> Задания
• 1. Определите, согласуются ли с отрывком три утверждения, и для каждого ответьте «да» или «нет», приведя дословно решающие слова отрывка. (a) Журнал «Вперед» в то время печатался в Цюрихе. (b) Девушки из цюрихской группы участвовали в деле как наборщицы. (c) Во время разговора Тургенев и Лавров знали, что речь идет о будущих героинях процесса 50-ти.
• 2. Как, согласно отрывку, назывался роман, сюжет и план которого Тургенев уже подготовил ко времени встреч с Лавровым?

> Отрывок
По свидетельству Лаврова, Тургенев при первых же их встречах в Париже проявил огромный интерес к революционной молодежи.
Иван Сергеевич, у которого уже в это время был готов сюжет и план задуманного им романа "Новь", расспрашивал Лаврова о жизни небольшой колонии русских революционных эмигрантов в Цюрихе, где тогда печатался журнал "Вперед".
"Тургенев, - вспоминал позднее Лавров, - жадно расспрашивал меня о цюрихской молодежи, о ее содействии предпринимаемому мною делу, хотел знать подробности, обстановку. Само собой разумеется, что я с удовольствием передавал ему все, что мог, и я видел, как он был взволнован рассказом о группе молодых девушек, живших отшельницами и самоотверженно отдававших свое время, свой труд, свои небольшие средства на дело, в котором они участвовали только как наборщицы. Ни он, ни я, мы не знали тогда, что говорили о будущих героинях процесса 50-ти, которые впишут навсегда свои имена в историю русского революционного движения и мартиролог его..."1
1 (И. С. Тургенев в воспоминаниях современников, т. I, М., "Художественная литература", 1969, с. 390 - 391)

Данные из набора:
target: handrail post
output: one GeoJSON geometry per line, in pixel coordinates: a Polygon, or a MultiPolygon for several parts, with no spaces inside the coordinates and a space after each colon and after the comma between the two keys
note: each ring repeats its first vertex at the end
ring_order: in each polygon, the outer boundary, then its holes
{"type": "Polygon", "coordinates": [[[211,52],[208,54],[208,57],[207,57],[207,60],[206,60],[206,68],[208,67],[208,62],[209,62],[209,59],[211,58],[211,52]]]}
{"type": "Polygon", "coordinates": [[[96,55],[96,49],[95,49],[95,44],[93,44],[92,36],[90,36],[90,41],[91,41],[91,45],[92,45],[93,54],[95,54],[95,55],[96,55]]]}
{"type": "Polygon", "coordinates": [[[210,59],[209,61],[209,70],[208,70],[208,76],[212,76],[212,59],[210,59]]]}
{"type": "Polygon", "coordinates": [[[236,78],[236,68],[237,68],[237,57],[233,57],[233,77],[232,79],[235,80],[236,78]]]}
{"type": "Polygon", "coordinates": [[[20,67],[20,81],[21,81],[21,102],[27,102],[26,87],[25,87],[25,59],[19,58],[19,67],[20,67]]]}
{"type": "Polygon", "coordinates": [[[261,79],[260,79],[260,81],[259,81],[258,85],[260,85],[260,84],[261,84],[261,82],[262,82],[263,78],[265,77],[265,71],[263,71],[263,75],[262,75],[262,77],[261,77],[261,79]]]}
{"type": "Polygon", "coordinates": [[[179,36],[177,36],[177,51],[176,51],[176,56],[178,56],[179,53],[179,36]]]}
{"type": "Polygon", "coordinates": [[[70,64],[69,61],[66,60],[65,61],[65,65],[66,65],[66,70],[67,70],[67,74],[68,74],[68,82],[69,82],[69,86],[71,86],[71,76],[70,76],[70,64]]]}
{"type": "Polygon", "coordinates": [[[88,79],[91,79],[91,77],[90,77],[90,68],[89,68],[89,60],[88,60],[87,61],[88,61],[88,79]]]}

> Ответы
• 1.
(a) Да: «где тогда печатался журнал "Вперед"».
(b) Да: «в котором они участвовали только как наборщицы».
(c) Нет: «Ни он, ни я, мы не знали тогда, что говорили о будущих героинях процесса 50-ти».

• 2. Роман назывался «Новь».